[What to do] Identify every line in the rows below that contains the string "door", and copy each of those lines.

--- Start Data for the task ---

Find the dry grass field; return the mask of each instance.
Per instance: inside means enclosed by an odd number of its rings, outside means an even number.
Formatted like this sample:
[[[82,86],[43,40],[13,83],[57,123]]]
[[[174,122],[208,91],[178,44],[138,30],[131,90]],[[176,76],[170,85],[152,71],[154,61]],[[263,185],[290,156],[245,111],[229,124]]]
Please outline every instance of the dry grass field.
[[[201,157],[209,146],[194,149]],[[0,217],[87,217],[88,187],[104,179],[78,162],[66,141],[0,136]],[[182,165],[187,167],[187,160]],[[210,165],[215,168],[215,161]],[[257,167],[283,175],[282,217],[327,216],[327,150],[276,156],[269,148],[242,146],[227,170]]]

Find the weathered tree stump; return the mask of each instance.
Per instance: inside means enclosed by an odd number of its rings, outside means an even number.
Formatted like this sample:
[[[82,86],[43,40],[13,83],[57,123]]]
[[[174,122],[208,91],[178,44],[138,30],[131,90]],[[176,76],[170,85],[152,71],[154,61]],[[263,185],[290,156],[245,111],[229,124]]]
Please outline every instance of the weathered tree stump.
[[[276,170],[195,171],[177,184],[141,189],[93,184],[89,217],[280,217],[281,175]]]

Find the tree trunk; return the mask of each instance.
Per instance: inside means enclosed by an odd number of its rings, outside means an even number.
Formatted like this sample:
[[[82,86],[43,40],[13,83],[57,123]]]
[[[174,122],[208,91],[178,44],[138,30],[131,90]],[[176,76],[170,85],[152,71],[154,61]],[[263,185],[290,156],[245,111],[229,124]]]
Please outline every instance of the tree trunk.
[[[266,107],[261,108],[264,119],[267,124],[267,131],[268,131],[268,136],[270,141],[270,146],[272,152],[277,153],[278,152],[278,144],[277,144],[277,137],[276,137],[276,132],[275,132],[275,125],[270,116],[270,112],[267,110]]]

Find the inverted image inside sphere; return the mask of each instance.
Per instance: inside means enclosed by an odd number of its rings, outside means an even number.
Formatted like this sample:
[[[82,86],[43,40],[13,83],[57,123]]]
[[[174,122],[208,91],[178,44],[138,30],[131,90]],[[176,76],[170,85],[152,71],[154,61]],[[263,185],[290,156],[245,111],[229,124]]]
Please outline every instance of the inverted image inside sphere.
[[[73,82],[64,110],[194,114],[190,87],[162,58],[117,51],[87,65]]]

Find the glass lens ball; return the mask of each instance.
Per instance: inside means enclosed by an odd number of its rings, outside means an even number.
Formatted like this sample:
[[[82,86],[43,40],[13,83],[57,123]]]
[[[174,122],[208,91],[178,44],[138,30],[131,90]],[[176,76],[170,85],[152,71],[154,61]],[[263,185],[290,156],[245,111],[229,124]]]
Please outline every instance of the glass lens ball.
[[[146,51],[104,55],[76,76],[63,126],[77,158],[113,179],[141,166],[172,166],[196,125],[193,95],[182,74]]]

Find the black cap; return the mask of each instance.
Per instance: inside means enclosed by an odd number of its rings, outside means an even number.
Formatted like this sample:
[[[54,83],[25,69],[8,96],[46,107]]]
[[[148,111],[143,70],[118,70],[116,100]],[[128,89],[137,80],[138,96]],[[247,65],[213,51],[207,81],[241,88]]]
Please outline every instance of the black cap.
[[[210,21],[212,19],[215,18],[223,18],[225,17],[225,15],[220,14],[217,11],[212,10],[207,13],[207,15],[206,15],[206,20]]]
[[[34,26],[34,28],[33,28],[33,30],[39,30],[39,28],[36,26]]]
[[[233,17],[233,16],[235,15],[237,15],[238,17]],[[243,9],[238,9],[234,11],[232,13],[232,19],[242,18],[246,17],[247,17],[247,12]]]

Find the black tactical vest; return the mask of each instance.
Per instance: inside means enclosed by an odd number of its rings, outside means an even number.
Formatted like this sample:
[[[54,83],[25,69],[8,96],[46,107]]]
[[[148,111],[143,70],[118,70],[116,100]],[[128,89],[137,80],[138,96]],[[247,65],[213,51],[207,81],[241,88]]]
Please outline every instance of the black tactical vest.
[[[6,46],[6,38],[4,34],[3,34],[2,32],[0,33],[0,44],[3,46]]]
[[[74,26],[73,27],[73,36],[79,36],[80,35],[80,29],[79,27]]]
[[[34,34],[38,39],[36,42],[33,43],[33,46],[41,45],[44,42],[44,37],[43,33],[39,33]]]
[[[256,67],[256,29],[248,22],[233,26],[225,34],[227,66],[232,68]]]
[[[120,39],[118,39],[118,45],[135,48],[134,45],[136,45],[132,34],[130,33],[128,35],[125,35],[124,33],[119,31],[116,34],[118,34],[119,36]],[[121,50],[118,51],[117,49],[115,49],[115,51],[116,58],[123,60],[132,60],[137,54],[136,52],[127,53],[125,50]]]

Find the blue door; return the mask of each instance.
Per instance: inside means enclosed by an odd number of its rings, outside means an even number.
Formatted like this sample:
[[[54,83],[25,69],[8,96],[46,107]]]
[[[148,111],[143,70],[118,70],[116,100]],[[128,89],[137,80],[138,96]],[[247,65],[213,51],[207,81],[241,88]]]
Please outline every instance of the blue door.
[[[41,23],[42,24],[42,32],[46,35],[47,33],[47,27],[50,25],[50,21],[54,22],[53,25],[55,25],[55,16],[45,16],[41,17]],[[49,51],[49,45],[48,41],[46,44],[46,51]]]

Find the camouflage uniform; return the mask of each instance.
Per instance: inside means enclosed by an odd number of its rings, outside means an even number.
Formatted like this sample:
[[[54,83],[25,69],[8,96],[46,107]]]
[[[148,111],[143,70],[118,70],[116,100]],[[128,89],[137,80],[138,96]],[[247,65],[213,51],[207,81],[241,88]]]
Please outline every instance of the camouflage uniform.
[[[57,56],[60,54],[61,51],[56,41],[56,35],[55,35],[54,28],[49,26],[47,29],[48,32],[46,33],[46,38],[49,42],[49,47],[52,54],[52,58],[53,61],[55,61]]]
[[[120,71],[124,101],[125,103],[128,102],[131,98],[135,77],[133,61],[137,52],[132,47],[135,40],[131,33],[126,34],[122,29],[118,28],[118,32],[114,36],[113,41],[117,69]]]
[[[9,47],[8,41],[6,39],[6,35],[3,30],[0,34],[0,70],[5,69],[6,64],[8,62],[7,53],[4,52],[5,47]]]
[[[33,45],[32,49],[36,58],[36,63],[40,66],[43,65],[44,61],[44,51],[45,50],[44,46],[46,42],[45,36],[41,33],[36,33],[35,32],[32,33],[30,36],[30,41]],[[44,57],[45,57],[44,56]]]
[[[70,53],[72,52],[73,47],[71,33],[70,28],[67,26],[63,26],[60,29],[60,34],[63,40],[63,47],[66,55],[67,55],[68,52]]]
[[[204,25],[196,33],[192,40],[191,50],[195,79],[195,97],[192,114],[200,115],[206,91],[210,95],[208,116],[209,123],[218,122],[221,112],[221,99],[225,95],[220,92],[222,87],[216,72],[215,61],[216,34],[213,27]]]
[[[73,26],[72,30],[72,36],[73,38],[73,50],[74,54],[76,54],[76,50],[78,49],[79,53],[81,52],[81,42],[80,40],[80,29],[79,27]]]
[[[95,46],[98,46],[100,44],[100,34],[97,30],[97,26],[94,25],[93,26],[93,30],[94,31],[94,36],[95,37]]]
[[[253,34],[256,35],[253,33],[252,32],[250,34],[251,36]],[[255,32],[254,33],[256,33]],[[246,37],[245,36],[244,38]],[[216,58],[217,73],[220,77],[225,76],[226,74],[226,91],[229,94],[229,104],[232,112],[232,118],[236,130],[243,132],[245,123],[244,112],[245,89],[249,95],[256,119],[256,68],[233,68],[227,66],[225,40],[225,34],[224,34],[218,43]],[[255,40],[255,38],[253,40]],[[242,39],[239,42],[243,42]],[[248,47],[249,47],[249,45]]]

--- End Data for the task ---

[Complete output]
Find the blue door; return the mask of each instance.
Please outline every instance of the blue door.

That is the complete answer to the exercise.